• [DOCUMENT PASSAGE]:
▬▬▬▬▬▬

Now you can get the name of the matching sequence. Open the E. coli fasta file and search for that name. Then copy-paste the sequence into a new file.
To verify you did things correctly, try running water again on just these two
sequences.
water -asequence NP_414543.1.fa -bsequence NP_418375.1.fa -gapopen 10 -gapextend 1 -outfile test.pair
You should see a score of 915.0 again. Is a score of 915 good? It seems it would be hard to achieve that by chance. But how do we know? When in doubt, a shuffling experiment is generally a good way to separate signal from random noise.
The shuffleseq program scrambles the letters of a sequence, keeping all of
the amino acid counts the same. Let’s use that to create 1000 scrambled
sequences and then examine the score distribution.
shuffleseq -sequence NP_418375.1.fa -shuffle 1000 -outseq shuff.fa
water -asequence NP_414543.1.fa -bsequence shuff.fa -gapopen 10 -gapextend 1 -outfile shuff.align
grep Score shuff.align | cut -f3 -d " " | sort -n | uniq -c
- Compute the mean and standard deviation of the alignment scores
- How many z-scores away from the mean is 915?
- Do you think a score of 915 is significant?
- What score threshold is the typical 5% cutoff?
- Do you think that cutoff is useful here? Explain.
- Should you correct of for multiple hypotheses?
- If so, what is the corrected P-value threshold?
- What threshold score would you use for “biologically significant?”
Graph the original alignment scores and shuffled alignment scores in R.
BLAST
BLAST has several advantages over the Smith-Waterman algorithm in water.
- Faster
- Provides statistical significance
- Finds suboptimal alignments
To run BLAST, we must first create a database from the E. coli fasta file. The
usage statement shows with formatdb --help.
formatdb -i E.coli.fa
Several files are created by the command. In addition to files with .phr,
.pin, and .psq extensions, there is a formatdb.log. The log file can be
deleted, but the others comprise the blast database.

▬▬▬▬▬▬

Stored data entries
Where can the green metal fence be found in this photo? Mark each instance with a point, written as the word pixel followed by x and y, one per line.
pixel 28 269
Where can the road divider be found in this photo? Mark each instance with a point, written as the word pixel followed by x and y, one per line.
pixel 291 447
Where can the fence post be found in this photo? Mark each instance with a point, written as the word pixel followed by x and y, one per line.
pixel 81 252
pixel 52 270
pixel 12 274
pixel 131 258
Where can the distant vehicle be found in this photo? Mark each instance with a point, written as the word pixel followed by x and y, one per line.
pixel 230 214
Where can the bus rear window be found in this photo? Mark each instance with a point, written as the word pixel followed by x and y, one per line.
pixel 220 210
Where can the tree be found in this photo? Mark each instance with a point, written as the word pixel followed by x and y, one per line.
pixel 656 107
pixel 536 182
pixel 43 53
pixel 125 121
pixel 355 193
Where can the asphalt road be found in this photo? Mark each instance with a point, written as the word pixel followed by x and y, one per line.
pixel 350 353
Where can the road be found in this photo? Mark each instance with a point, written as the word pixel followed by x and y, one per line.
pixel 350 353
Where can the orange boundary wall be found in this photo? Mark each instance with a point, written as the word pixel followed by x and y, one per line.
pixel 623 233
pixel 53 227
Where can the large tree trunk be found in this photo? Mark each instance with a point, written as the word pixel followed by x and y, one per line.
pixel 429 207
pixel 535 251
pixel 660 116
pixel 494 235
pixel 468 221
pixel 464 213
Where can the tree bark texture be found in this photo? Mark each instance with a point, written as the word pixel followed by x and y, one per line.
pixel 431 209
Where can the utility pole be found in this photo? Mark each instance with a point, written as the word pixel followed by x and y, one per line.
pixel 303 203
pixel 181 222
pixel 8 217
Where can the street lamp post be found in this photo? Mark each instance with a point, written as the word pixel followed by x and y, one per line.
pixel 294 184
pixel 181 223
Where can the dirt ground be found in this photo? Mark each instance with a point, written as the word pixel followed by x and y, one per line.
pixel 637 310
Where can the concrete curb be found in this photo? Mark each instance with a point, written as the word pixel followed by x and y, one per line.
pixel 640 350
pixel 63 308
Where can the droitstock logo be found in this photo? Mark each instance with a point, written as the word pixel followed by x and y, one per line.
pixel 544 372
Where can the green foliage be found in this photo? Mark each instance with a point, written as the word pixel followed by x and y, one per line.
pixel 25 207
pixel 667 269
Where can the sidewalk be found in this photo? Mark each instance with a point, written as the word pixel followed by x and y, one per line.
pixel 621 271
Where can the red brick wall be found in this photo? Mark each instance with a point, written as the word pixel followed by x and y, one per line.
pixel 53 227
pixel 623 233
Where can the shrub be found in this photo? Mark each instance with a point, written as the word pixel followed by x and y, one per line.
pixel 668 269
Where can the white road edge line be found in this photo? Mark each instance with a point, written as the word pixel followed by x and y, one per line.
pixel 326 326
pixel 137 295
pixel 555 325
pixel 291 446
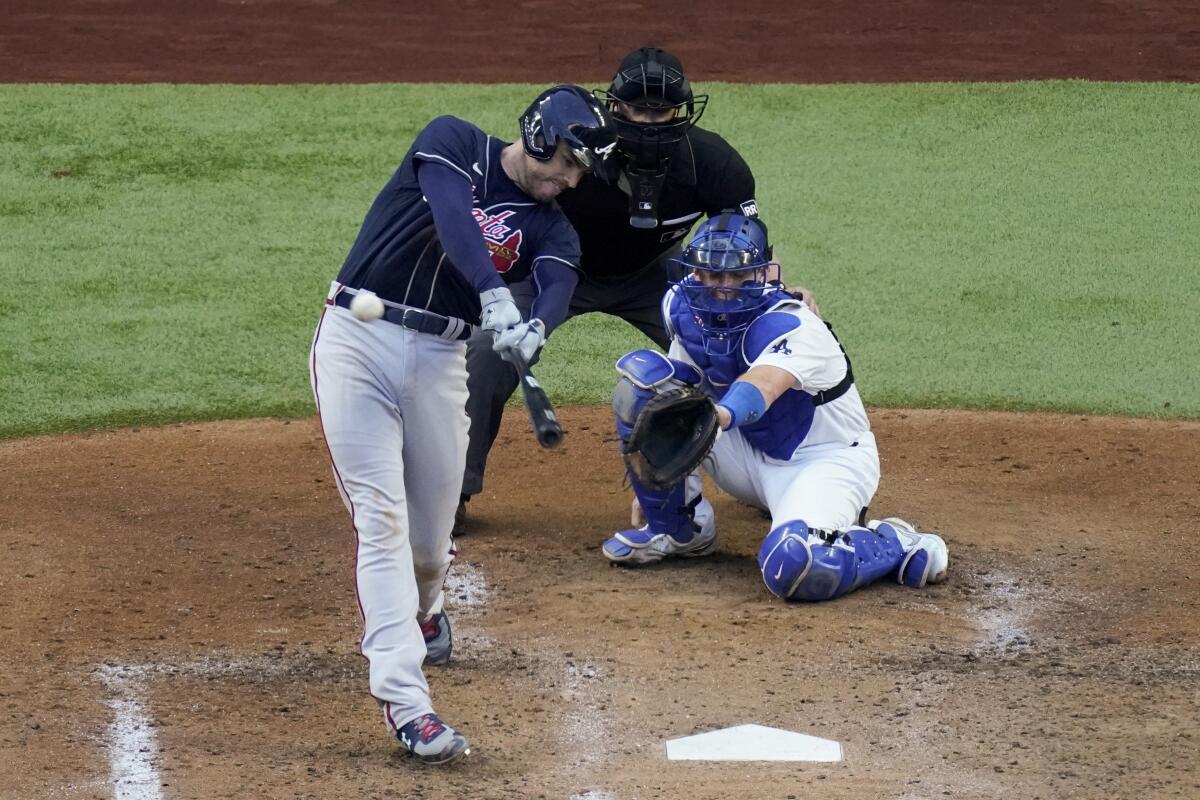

▬▬▬▬▬▬

• [TO DO]:
1. In the alignment tutorial, what does the shuffleseq program keep the same when it scrambles a sequence's letters?
2. Please reproduce the alignment tutorial's text starting at "Now you can" and ending at "the score distribution.".

• [ANSWERS TO THE EXERCISES]:
1. It keeps all of the amino acid counts the same.

2.
Now you can get the name of the matching sequence. Open the E. coli fasta file and search for that name. Then copy-paste the sequence into a new file.
To verify you did things correctly, try running water again on just these two
sequences.
water -asequence NP_414543.1.fa -bsequence NP_418375.1.fa -gapopen 10 -gapextend 1 -outfile test.pair
You should see a score of 915.0 again. Is a score of 915 good? It seems it would be hard to achieve that by chance. But how do we know? When in doubt, a shuffling experiment is generally a good way to separate signal from random noise.
The shuffleseq program scrambles the letters of a sequence, keeping all of
the amino acid counts the same. Let’s use that to create 1000 scrambled
sequences and then examine the score distribution.